**Coordinate annotation records:**

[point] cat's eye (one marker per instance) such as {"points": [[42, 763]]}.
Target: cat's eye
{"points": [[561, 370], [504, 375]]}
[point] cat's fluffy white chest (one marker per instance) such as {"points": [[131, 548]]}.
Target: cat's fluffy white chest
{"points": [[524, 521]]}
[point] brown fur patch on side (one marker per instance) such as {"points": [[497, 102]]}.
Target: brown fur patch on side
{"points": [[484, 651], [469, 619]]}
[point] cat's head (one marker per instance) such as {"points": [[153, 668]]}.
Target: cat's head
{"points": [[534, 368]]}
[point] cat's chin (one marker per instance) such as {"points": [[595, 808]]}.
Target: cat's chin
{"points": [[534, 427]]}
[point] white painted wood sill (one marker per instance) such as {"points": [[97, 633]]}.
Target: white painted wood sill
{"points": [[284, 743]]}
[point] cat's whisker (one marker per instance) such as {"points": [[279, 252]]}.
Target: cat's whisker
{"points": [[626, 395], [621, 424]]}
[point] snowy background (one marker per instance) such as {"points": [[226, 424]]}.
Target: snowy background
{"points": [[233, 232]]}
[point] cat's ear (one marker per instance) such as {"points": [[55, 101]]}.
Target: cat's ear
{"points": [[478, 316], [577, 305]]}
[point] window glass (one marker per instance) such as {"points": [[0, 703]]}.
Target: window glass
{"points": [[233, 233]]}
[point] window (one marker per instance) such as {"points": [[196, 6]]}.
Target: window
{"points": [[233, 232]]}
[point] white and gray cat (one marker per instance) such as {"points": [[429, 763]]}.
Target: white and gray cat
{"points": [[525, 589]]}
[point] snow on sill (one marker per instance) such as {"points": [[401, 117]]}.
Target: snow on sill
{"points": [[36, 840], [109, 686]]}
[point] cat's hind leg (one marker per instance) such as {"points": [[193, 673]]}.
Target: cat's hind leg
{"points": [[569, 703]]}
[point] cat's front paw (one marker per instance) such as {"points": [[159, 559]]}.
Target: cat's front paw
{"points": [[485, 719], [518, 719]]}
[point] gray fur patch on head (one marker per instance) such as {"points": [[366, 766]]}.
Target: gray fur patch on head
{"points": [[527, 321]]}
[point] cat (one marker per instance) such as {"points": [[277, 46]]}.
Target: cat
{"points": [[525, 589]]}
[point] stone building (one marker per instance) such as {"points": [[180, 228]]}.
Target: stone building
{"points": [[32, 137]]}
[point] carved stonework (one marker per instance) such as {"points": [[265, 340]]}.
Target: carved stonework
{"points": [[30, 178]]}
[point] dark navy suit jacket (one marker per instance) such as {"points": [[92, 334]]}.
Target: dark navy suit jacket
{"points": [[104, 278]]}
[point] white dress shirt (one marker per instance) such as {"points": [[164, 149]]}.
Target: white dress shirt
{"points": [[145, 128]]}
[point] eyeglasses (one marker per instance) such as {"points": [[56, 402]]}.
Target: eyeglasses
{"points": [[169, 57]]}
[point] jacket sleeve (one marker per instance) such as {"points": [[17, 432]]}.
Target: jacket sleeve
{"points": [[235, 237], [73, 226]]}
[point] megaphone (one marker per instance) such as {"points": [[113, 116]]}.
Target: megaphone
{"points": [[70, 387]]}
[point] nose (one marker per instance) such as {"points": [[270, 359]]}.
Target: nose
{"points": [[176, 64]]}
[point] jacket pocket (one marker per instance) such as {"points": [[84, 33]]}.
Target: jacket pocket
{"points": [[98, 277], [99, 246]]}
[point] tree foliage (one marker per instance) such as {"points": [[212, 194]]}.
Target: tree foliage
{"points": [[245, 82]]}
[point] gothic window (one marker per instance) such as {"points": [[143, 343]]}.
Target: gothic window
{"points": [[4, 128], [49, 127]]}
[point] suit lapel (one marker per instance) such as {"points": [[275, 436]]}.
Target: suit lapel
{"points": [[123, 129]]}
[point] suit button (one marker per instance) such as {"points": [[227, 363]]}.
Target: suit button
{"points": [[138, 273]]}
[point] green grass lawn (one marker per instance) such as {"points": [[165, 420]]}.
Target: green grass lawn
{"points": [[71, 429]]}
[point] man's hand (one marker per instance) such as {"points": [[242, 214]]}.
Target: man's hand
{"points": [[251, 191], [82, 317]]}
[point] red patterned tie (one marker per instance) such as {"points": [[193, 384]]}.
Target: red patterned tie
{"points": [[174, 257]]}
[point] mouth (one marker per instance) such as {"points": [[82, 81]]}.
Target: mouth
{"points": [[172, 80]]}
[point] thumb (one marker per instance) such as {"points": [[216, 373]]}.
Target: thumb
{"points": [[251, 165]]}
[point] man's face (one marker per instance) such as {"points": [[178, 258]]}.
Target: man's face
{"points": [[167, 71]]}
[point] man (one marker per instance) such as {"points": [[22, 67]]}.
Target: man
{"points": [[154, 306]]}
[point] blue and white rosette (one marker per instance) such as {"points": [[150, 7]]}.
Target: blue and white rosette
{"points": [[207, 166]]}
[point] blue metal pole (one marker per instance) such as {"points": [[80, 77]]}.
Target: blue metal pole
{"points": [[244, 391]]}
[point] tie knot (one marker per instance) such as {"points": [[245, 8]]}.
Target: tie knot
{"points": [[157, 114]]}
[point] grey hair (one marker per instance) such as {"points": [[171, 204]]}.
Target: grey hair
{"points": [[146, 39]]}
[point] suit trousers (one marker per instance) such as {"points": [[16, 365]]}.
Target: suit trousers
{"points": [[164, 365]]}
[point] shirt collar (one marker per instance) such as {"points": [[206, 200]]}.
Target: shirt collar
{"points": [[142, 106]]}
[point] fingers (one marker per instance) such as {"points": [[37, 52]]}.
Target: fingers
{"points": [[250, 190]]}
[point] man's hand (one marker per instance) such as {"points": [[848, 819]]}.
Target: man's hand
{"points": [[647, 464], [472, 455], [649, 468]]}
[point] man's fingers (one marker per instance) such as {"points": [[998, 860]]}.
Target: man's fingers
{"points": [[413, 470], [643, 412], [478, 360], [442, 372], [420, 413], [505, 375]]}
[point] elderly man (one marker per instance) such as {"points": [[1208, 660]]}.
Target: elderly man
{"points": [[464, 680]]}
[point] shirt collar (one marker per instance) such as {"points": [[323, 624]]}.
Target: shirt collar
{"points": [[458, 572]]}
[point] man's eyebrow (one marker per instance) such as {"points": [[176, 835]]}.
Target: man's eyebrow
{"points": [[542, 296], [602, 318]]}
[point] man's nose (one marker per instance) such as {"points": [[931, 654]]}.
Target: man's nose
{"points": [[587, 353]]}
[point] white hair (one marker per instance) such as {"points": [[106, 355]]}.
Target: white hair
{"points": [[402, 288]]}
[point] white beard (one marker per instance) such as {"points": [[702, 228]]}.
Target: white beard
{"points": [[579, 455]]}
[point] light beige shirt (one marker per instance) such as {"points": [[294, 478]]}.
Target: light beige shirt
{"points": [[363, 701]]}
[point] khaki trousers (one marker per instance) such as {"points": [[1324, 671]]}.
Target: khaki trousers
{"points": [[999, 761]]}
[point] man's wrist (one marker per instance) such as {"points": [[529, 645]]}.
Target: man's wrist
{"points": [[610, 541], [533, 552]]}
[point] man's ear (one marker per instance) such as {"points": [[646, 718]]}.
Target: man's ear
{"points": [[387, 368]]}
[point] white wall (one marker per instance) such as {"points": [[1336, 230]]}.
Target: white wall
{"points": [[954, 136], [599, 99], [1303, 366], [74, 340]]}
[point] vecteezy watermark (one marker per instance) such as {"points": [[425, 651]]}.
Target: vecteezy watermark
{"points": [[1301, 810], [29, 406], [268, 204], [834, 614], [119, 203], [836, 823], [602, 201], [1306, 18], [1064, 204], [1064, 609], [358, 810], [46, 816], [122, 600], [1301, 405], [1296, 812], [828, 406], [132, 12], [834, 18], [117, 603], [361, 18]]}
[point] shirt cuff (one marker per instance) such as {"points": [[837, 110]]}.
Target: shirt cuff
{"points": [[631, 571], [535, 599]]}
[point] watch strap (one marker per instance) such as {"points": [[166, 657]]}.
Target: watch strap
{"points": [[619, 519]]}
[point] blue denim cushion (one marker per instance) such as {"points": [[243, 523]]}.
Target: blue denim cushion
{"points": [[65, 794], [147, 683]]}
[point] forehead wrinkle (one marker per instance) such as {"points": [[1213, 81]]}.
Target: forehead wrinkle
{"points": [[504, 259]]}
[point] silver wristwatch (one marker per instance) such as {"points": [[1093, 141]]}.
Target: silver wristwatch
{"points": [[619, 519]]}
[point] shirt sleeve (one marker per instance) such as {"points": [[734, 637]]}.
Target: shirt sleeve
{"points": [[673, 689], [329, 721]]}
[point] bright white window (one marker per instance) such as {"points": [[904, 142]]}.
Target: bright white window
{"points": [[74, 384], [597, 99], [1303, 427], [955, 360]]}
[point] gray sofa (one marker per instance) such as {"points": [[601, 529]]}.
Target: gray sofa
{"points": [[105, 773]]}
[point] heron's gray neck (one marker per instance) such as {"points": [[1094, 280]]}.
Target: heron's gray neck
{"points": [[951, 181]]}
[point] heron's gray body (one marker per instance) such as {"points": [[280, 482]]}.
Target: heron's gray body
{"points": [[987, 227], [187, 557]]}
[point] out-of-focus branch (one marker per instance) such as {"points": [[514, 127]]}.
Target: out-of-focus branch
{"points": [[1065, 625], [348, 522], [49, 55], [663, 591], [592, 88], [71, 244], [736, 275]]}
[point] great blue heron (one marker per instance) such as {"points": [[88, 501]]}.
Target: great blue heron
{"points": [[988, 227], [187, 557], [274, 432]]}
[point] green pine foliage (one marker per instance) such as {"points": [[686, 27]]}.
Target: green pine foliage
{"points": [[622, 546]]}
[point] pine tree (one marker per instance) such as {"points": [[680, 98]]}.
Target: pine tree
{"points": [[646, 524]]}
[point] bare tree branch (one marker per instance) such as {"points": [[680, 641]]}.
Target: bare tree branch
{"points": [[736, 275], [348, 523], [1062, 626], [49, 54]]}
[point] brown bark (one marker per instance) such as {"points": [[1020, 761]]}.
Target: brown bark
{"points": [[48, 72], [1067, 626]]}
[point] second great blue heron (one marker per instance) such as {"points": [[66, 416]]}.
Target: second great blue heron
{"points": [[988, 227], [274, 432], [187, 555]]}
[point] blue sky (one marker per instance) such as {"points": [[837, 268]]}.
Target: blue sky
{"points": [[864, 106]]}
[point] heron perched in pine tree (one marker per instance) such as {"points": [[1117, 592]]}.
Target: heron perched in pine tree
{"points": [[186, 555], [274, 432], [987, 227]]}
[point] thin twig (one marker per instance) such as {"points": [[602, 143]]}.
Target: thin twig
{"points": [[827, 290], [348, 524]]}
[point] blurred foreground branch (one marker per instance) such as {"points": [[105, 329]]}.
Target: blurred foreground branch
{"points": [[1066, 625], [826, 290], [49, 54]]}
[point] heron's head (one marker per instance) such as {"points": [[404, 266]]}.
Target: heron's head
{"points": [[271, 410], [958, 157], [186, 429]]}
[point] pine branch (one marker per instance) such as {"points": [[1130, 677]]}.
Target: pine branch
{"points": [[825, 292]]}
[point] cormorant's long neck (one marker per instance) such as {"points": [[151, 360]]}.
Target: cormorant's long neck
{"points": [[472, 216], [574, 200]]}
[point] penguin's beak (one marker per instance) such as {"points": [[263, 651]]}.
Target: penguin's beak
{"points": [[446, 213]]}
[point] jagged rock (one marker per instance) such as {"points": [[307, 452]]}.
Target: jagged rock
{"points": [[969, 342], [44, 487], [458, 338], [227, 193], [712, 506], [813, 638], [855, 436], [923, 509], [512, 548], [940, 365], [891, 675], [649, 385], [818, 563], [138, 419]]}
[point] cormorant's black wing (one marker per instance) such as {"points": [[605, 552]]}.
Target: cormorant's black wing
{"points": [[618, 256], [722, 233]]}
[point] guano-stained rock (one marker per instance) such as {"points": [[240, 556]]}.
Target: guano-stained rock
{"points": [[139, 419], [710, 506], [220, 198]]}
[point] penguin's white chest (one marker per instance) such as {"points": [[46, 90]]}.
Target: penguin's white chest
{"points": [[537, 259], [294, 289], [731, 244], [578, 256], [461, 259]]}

**Work instructions:**
Output exactly the lines from the one containing "[point] second great" through the last line of the entries, both ends included.

**Written solution:**
[point] second great blue heron (one marker per instance) such as {"points": [[66, 416]]}.
Target: second great blue heron
{"points": [[988, 227], [274, 432], [187, 555]]}
[point] blue sky (one marker per instance) such as {"points": [[837, 268]]}.
Target: blue sky
{"points": [[864, 106]]}
[point] heron perched in pine tree (one marker per instance) such as {"points": [[1117, 592]]}.
Target: heron perched in pine tree
{"points": [[186, 555], [274, 432], [987, 227]]}
[point] thin twig (one marker per instance) such as {"points": [[602, 143]]}.
Target: thin twig
{"points": [[827, 290], [348, 524]]}
[point] blurred foreground branch (one marker per instance) such as {"points": [[105, 329]]}.
Target: blurred foreground branch
{"points": [[1066, 625], [826, 290], [49, 54]]}
[point] heron's head (one marker per instance) such as {"points": [[404, 266]]}.
Target: heron's head
{"points": [[271, 410], [958, 157], [186, 429]]}
[point] pine branch (one marker per instance) such as {"points": [[1130, 677]]}.
Target: pine branch
{"points": [[825, 292]]}
[point] cormorant's long neck (one marker per instance) such as {"points": [[151, 360]]}.
Target: cormorant's long neck
{"points": [[472, 216], [574, 200]]}
[point] penguin's beak (one marker per instance) such as {"points": [[263, 651]]}.
Target: penguin's beak
{"points": [[446, 213]]}
[point] jagged rock (one marker per instance) such as {"points": [[307, 452]]}.
Target: jagged rock
{"points": [[969, 342], [44, 487], [458, 338], [227, 193], [712, 506], [813, 638], [855, 436], [923, 509], [512, 548], [940, 365], [891, 675], [649, 385], [818, 563], [138, 419]]}
[point] cormorant's black wing (one marker per instance) such as {"points": [[605, 552]]}.
Target: cormorant's black wing
{"points": [[618, 256], [722, 233]]}
[point] guano-stained rock (one marker per instance) such as {"points": [[240, 556]]}.
Target: guano-stained rock
{"points": [[139, 419], [710, 506], [220, 198]]}
[point] penguin's white chest (one marker per instance) such as {"points": [[46, 90]]}.
Target: penguin's white chest
{"points": [[537, 259], [294, 289], [731, 244], [578, 256], [461, 259]]}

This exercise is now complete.